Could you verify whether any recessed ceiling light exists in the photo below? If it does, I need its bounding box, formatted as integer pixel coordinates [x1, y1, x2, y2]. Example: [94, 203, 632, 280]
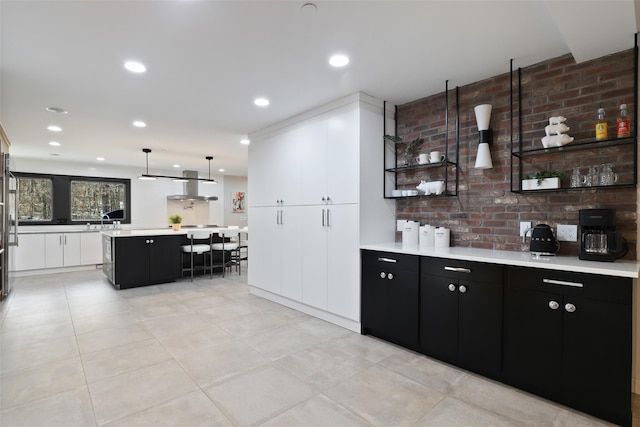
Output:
[124, 61, 147, 73]
[302, 3, 318, 15]
[45, 107, 68, 114]
[329, 54, 349, 67]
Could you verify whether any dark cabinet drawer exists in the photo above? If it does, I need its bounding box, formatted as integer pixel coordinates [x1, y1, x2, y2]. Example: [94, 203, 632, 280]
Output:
[420, 257, 504, 282]
[507, 267, 632, 305]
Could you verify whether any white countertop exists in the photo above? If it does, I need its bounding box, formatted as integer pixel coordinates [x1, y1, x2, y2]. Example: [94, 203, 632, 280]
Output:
[101, 227, 248, 237]
[360, 242, 640, 279]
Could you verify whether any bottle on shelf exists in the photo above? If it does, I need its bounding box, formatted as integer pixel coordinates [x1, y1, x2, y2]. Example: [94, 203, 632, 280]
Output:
[596, 107, 609, 141]
[616, 104, 631, 138]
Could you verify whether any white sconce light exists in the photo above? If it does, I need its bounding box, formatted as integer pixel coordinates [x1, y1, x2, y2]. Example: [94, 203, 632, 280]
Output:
[473, 104, 493, 169]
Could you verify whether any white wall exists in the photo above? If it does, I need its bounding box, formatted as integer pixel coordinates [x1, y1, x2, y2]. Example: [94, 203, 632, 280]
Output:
[224, 176, 249, 227]
[12, 156, 235, 228]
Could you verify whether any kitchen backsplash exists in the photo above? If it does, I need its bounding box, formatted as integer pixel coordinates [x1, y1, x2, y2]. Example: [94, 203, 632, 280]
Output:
[397, 49, 637, 259]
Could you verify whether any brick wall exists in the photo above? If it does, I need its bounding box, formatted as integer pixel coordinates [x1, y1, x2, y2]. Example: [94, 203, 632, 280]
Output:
[397, 49, 636, 259]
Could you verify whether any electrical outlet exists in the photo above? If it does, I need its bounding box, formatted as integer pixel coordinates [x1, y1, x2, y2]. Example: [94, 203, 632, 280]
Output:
[556, 224, 578, 242]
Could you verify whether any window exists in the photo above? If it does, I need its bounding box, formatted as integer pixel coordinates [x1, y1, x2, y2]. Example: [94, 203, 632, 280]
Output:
[18, 178, 53, 221]
[71, 180, 126, 222]
[15, 172, 131, 225]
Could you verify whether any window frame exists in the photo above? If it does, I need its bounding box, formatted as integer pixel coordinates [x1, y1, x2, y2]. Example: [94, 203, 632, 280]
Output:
[13, 172, 131, 226]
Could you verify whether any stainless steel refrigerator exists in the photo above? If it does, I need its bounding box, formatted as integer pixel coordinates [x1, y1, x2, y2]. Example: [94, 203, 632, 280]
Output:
[0, 153, 18, 300]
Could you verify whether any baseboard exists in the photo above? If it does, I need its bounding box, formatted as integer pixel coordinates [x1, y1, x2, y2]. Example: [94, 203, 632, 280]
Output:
[249, 286, 360, 333]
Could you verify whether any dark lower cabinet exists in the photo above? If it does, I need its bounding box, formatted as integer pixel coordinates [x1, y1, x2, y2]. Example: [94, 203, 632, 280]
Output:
[361, 251, 420, 350]
[110, 235, 182, 289]
[420, 257, 503, 378]
[361, 250, 633, 426]
[504, 267, 632, 426]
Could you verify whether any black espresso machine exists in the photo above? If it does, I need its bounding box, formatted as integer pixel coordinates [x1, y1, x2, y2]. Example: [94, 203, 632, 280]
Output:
[578, 209, 628, 262]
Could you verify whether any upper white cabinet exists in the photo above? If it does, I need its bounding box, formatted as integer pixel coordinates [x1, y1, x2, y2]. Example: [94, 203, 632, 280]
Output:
[302, 105, 360, 205]
[248, 93, 395, 331]
[247, 129, 304, 206]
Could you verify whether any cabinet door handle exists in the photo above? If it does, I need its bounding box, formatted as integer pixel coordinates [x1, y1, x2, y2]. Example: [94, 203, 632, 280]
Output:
[542, 279, 584, 288]
[444, 267, 471, 273]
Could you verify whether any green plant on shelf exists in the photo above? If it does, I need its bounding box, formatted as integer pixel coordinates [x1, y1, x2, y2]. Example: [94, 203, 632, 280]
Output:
[169, 214, 182, 224]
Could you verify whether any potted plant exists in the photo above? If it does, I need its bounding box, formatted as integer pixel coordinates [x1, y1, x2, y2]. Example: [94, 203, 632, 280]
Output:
[169, 214, 182, 231]
[384, 135, 424, 166]
[522, 171, 565, 190]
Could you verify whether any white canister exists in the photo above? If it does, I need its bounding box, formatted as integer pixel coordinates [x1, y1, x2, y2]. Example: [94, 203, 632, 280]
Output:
[418, 225, 436, 248]
[402, 221, 420, 245]
[434, 227, 451, 248]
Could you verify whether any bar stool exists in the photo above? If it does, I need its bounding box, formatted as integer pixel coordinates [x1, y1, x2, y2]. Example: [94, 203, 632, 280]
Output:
[211, 230, 238, 277]
[182, 230, 213, 282]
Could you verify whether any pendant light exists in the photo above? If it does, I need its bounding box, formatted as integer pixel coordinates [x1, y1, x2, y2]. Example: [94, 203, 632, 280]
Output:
[202, 156, 218, 184]
[138, 148, 158, 180]
[474, 104, 493, 169]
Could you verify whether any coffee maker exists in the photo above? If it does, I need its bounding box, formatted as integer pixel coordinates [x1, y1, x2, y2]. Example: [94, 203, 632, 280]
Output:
[578, 209, 628, 262]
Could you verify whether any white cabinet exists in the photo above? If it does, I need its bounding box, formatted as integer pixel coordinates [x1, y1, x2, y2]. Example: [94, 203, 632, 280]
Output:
[80, 232, 102, 265]
[11, 232, 102, 271]
[302, 105, 360, 205]
[247, 129, 303, 206]
[11, 234, 45, 271]
[302, 204, 360, 321]
[249, 206, 302, 301]
[248, 93, 395, 331]
[44, 233, 80, 268]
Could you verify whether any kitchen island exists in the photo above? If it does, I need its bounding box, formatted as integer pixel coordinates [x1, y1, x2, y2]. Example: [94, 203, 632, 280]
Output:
[102, 227, 245, 289]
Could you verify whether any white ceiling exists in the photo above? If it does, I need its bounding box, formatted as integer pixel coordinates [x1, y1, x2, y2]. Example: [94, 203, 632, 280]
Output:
[0, 0, 638, 175]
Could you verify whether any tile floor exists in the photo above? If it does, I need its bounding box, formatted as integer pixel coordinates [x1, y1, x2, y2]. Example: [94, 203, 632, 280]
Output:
[0, 270, 640, 427]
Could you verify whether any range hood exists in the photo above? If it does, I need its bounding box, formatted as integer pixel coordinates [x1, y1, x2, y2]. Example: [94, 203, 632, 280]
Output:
[167, 171, 218, 202]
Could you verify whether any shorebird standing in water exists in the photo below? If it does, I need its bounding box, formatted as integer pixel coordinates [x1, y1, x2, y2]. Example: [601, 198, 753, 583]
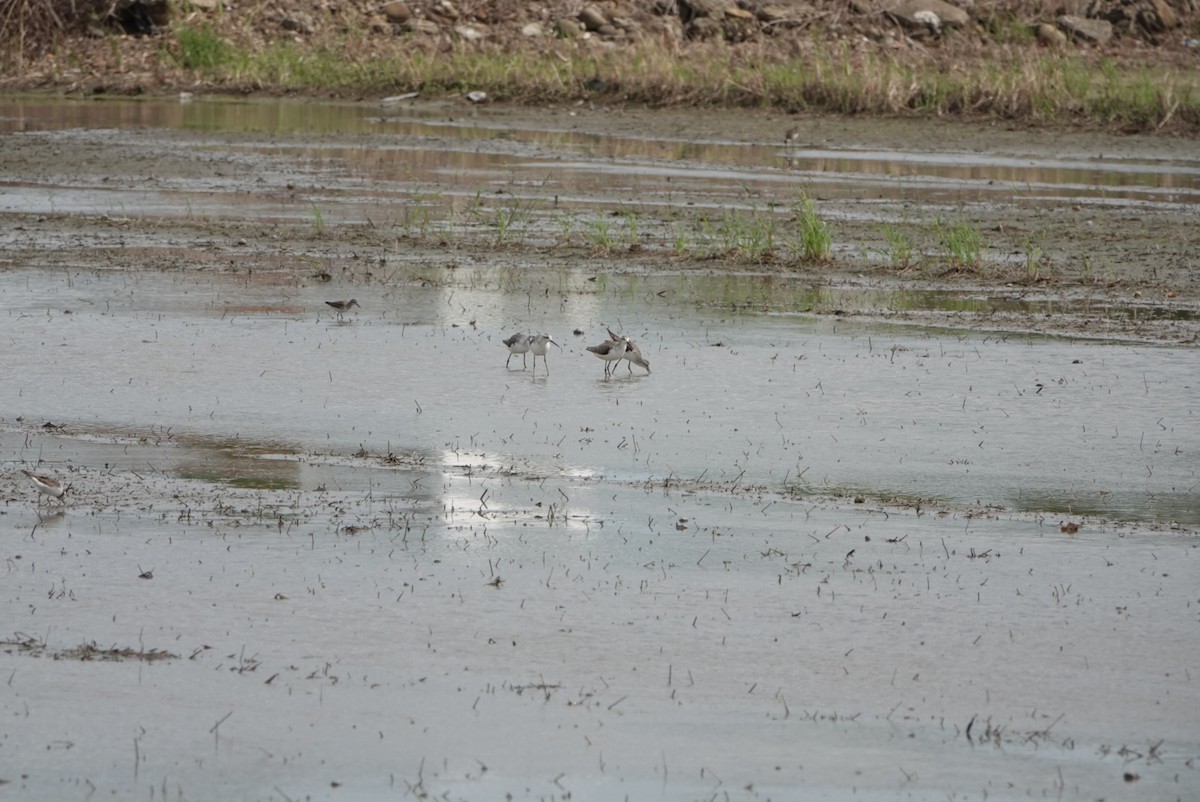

◆ **YOUR INSTRUCTIONS**: Switch every "verify" in the items above to "confirm" and write them out again with nothing else changed, leaving out the pictures.

◆ **EXERCISE OUTPUT**:
Could you confirm whether any recessed ceiling light exists in the photo below? If it does, I need its bounding box, formatted as integer pixel coordinates [x1, y1, x2, y2]. Example: [94, 203, 632, 280]
Output:
[124, 61, 147, 73]
[302, 3, 318, 15]
[45, 107, 68, 114]
[329, 54, 349, 67]
Could you confirm whether any dark cabinet drawer exists in the photo above? If it does, I need its bounding box, formatted as integer pixel coordinates [x1, y1, x2, y2]. Example: [94, 203, 632, 280]
Output:
[420, 257, 504, 282]
[507, 267, 632, 305]
Could you confirm whether any white countertop exists in the photo above? If it does, I need its bounding box, formatted as integer pixel coordinates [x1, y1, x2, y2]. Example: [94, 203, 632, 280]
Output:
[101, 227, 248, 237]
[360, 242, 640, 279]
Could you confirm whether any bottle on shelf exists in the photo above? If it does, I need its bounding box, formatted as integer pixel coordinates [x1, y1, x2, y2]. Example: [94, 203, 632, 280]
Output:
[596, 107, 609, 141]
[616, 104, 631, 138]
Could you confirm whether any white sconce light exists in the photo above? If it does, I need its bounding box, formatted as integer pixel coordinates [x1, y1, x2, y2]. Example: [94, 203, 632, 280]
Output:
[473, 104, 493, 169]
Could you confirm whether any white wall exists in the photo above? If it does, I need its bounding box, formatted as integer pixel coordinates [x1, y1, x2, y2]. Example: [94, 203, 632, 280]
Output:
[224, 176, 249, 227]
[12, 156, 235, 228]
Could you confirm whether any kitchen backsplash exists in the photo above? If it does, I need its bounding box, formatted as integer pixel coordinates [x1, y1, x2, y2]. Example: [94, 203, 632, 280]
Output:
[397, 49, 637, 259]
Could you confirm whether any brick wall exists in the photo above? If it does, I need its bounding box, formatted as integer pixel coordinates [x1, y1, x2, y2]. Example: [94, 203, 632, 280]
Output:
[397, 49, 636, 259]
Could you confirm whether any electrical outlet exists in the photo above? If it does, I need its bounding box, formatted as integer pixel coordinates [x1, y1, x2, y2]. Example: [94, 203, 632, 280]
Output:
[556, 224, 578, 242]
Could you confirm whether any window exists in the photo above? If it does, I need its bounding box, formatted as integer pixel coordinates [x1, y1, x2, y2]. Example: [94, 203, 632, 280]
Output:
[18, 178, 53, 221]
[71, 180, 126, 222]
[15, 172, 131, 225]
Could you confirm whether any window frame exists in the photo above? If it does, I need its bounding box, formatted as integer pixel coordinates [x1, y1, x2, y2]. Example: [94, 203, 632, 280]
Output:
[13, 172, 131, 226]
Could you confirm whether any stainless steel refrigerator exists in the photo above? If it does, I need its bounding box, formatted as integer pixel coordinates [x1, y1, x2, y2]. Example: [94, 203, 632, 280]
Output:
[0, 153, 18, 300]
Could you confirm whether any baseboard exists in the photo above? If it does, I need its bounding box, formatted as integer pixel coordinates [x1, y1, x2, y2]. Example: [94, 203, 632, 280]
Output:
[249, 286, 360, 333]
Could you confirm whether any dark lower cabinet exists in the photo above? If it does, I need its bounding box, formatted as integer pixel coordinates [x1, y1, x2, y2]. Example: [94, 203, 632, 280]
Output:
[361, 251, 420, 350]
[110, 235, 182, 289]
[420, 257, 503, 378]
[361, 250, 633, 426]
[504, 267, 632, 426]
Could you confirm whether any black espresso machine exists in the photo above? If it does, I need its bounding box, formatted as integer pixel coordinates [x1, y1, x2, y2]. Example: [94, 203, 632, 280]
Output:
[578, 209, 628, 262]
Could you confirm whether any upper white cabinet exists in the photo above? If it does, I need its bounding box, formatted as integer pixel coordinates [x1, y1, x2, y2]. Example: [94, 203, 632, 280]
Output:
[302, 105, 360, 205]
[248, 93, 395, 331]
[247, 129, 304, 206]
Could you confirm whether any cabinet door handle exists in the photo above? If it does, I need its bounding box, formatted as integer pixel coordinates [x1, y1, x2, y2]. Example: [94, 203, 632, 280]
Output:
[542, 279, 584, 288]
[444, 267, 471, 273]
Could you confirm whether any green plant on shelf exists in the photo above? If it does, I need its bounding box, formatted as integer pixel coordinates [x1, y1, x2, y2]. Example: [94, 203, 632, 280]
Output:
[169, 214, 182, 224]
Could you confirm whether any potted plant exists in the photo above? If it does, I need its bounding box, formatted as integer pixel coordinates [x1, y1, x2, y2]. Example: [94, 203, 632, 280]
Output:
[169, 214, 182, 231]
[384, 135, 424, 166]
[522, 171, 565, 190]
Could you confirm whether any white canister exists in the photo above? If it does, I need its bounding box, formatted as integer pixel coordinates [x1, y1, x2, y2]. Example: [94, 203, 632, 280]
Output:
[418, 225, 436, 248]
[402, 221, 420, 245]
[434, 227, 451, 248]
Could you confirm whether any bar stool exists in the photo above? If it does, I need its bounding box, formatted as integer pixel coordinates [x1, y1, x2, y2]. Example: [94, 203, 632, 280]
Output:
[211, 230, 238, 277]
[182, 230, 213, 282]
Could you confirm whether any pendant light exists in the photo above? If it does, I need its bounding box, formatted as integer pixel coordinates [x1, y1, x2, y2]. Example: [94, 203, 632, 280]
Output:
[202, 156, 218, 184]
[138, 148, 158, 180]
[474, 104, 493, 169]
Could you confirm whether any coffee maker exists in the photo above? If it does, I need its bounding box, formatted as integer pixel coordinates [x1, y1, x2, y2]. Example: [94, 203, 632, 280]
Output:
[578, 209, 628, 262]
Could you confirm whether any white cabinet exists in the photo above? If it does, I need its bounding box, formatted as integer pixel coordinates [x1, y1, x2, y2]. Example: [94, 203, 632, 280]
Output:
[80, 232, 102, 265]
[11, 232, 102, 271]
[302, 105, 360, 205]
[247, 129, 303, 206]
[11, 234, 45, 271]
[302, 204, 360, 321]
[249, 206, 302, 301]
[248, 93, 395, 331]
[44, 233, 80, 268]
Could you confirm whether any kitchen island exists in the photo above? If it does, I need its bounding box, formatted as integer pixel coordinates [x1, y1, x2, y2]. Example: [94, 203, 632, 280]
Output:
[102, 227, 245, 289]
Could you confirm whether any white ceiling exists in the photo above? If it does, I need its bounding box, formatted as integer pixel coordinates [x1, y1, x2, y2]. Example: [94, 203, 632, 280]
Output:
[0, 0, 638, 175]
Could you confirm whether any tile floor exists in the photo above? If it does, I need its bounding box, formatted as integer pixel coordinates [x1, y1, x2, y2]. Example: [94, 203, 632, 280]
Output:
[0, 270, 640, 427]
Could you confirm whether any range hood exists in the photo above? If it does, I need its bounding box, formatted as integer pixel coordinates [x1, y1, x2, y2]. Example: [94, 203, 632, 280]
Output:
[167, 171, 218, 202]
Could you confirm whether any shorebird standing in water exists in the photo below? If it does, I need its bounding box, formatted as integer pixel coordinates [x1, y1, x2, y2]. Example: [601, 198, 753, 583]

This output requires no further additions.